### Written problem
Please extract the lines from the one containing "The component shall identify every instance of the dark snake" through the end of the records and repeat them exactly, omitting any pictures.
-- START OF Records for processing --
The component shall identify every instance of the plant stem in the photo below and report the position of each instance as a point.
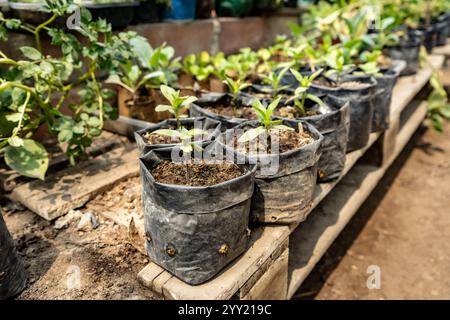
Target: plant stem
(100, 100)
(22, 113)
(38, 29)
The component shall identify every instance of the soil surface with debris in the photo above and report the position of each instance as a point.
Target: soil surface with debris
(82, 255)
(403, 228)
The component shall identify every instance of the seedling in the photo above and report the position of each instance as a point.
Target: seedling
(132, 78)
(265, 119)
(301, 93)
(234, 87)
(199, 67)
(383, 36)
(335, 60)
(153, 60)
(370, 65)
(177, 106)
(29, 86)
(438, 106)
(274, 80)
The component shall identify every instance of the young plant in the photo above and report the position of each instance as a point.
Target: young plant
(384, 35)
(132, 78)
(199, 67)
(274, 80)
(301, 92)
(336, 63)
(438, 105)
(178, 105)
(234, 87)
(33, 89)
(265, 120)
(160, 59)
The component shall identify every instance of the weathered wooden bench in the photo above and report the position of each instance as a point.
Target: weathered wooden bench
(280, 257)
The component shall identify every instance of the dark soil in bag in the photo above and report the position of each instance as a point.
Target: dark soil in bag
(285, 182)
(12, 273)
(195, 231)
(146, 141)
(359, 92)
(383, 97)
(218, 106)
(442, 30)
(332, 121)
(408, 51)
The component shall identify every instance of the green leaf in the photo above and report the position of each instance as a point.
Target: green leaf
(251, 134)
(78, 128)
(15, 141)
(315, 99)
(30, 160)
(188, 101)
(65, 135)
(13, 117)
(186, 148)
(94, 122)
(283, 127)
(273, 105)
(163, 108)
(297, 75)
(169, 93)
(115, 79)
(31, 53)
(46, 67)
(167, 132)
(196, 132)
(142, 50)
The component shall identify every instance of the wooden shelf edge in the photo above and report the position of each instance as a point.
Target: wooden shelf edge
(325, 225)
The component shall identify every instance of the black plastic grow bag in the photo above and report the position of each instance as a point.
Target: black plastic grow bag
(285, 183)
(209, 125)
(442, 30)
(12, 273)
(360, 108)
(148, 12)
(383, 96)
(408, 51)
(429, 36)
(211, 99)
(120, 14)
(194, 232)
(333, 124)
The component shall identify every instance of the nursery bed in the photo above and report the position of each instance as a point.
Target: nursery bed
(265, 259)
(261, 272)
(444, 50)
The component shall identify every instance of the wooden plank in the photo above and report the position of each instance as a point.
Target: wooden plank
(310, 241)
(407, 87)
(443, 50)
(264, 242)
(239, 272)
(9, 179)
(126, 126)
(73, 187)
(273, 284)
(246, 288)
(149, 273)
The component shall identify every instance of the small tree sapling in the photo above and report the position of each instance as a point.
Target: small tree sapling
(301, 93)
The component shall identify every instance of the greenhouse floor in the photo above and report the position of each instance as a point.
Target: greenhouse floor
(399, 228)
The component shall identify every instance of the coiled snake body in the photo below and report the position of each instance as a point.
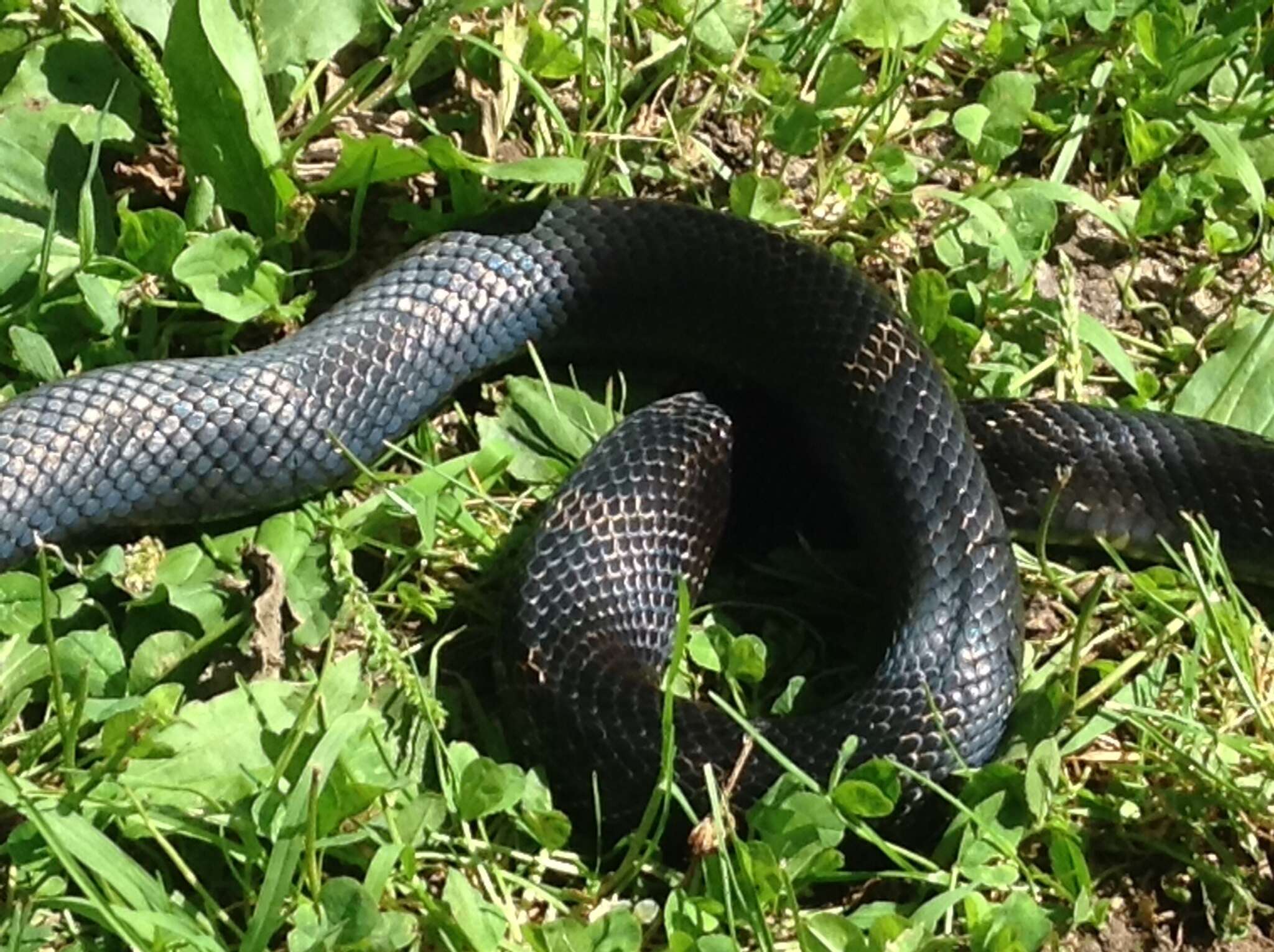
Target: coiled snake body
(180, 440)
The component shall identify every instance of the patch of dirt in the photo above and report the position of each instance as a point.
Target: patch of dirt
(1135, 927)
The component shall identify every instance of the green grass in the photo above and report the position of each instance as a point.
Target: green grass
(287, 732)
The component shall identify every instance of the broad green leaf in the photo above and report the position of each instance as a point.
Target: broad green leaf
(225, 272)
(1008, 98)
(378, 159)
(970, 120)
(1077, 198)
(549, 170)
(1099, 337)
(488, 788)
(156, 658)
(891, 23)
(548, 55)
(1234, 161)
(481, 923)
(747, 659)
(859, 798)
(997, 230)
(226, 128)
(795, 128)
(34, 353)
(831, 932)
(839, 81)
(21, 603)
(42, 170)
(151, 239)
(1236, 386)
(287, 849)
(348, 909)
(102, 300)
(92, 656)
(1147, 139)
(151, 16)
(65, 82)
(722, 27)
(760, 198)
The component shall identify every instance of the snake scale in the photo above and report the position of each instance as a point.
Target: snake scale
(939, 486)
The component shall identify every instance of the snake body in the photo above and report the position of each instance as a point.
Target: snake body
(181, 440)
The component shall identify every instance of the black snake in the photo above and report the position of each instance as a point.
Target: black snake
(941, 486)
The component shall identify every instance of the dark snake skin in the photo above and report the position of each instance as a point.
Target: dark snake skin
(182, 440)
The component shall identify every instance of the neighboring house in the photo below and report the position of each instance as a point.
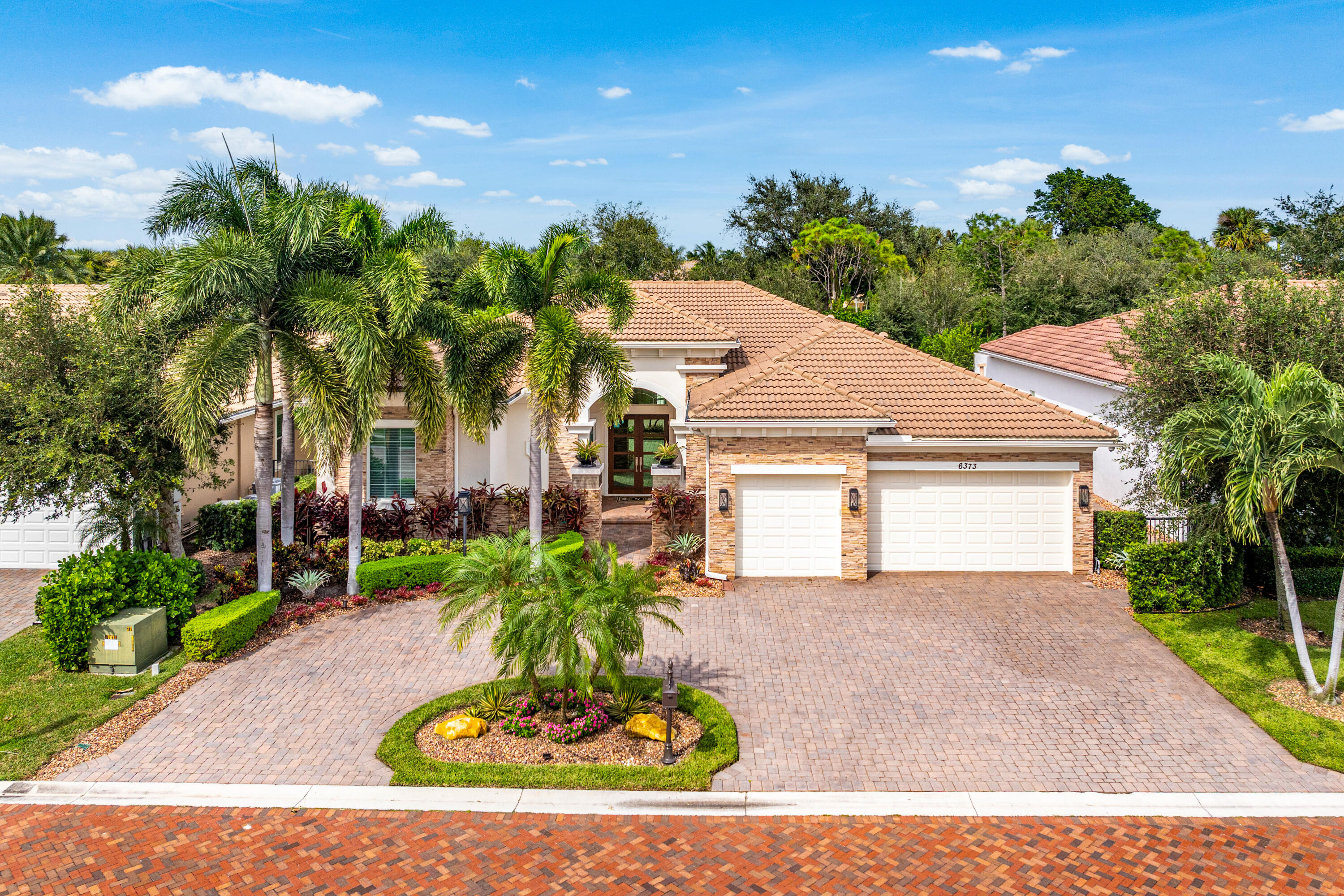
-- END OF Records for processing --
### Response below
The component shall identify every instance of the dark snake skin in the photo above and report the position of each instance as a point.
Target: dark snake skin
(182, 440)
The component shall identify every instance of the neighboring house in the photo below and report the position of each instance as a point.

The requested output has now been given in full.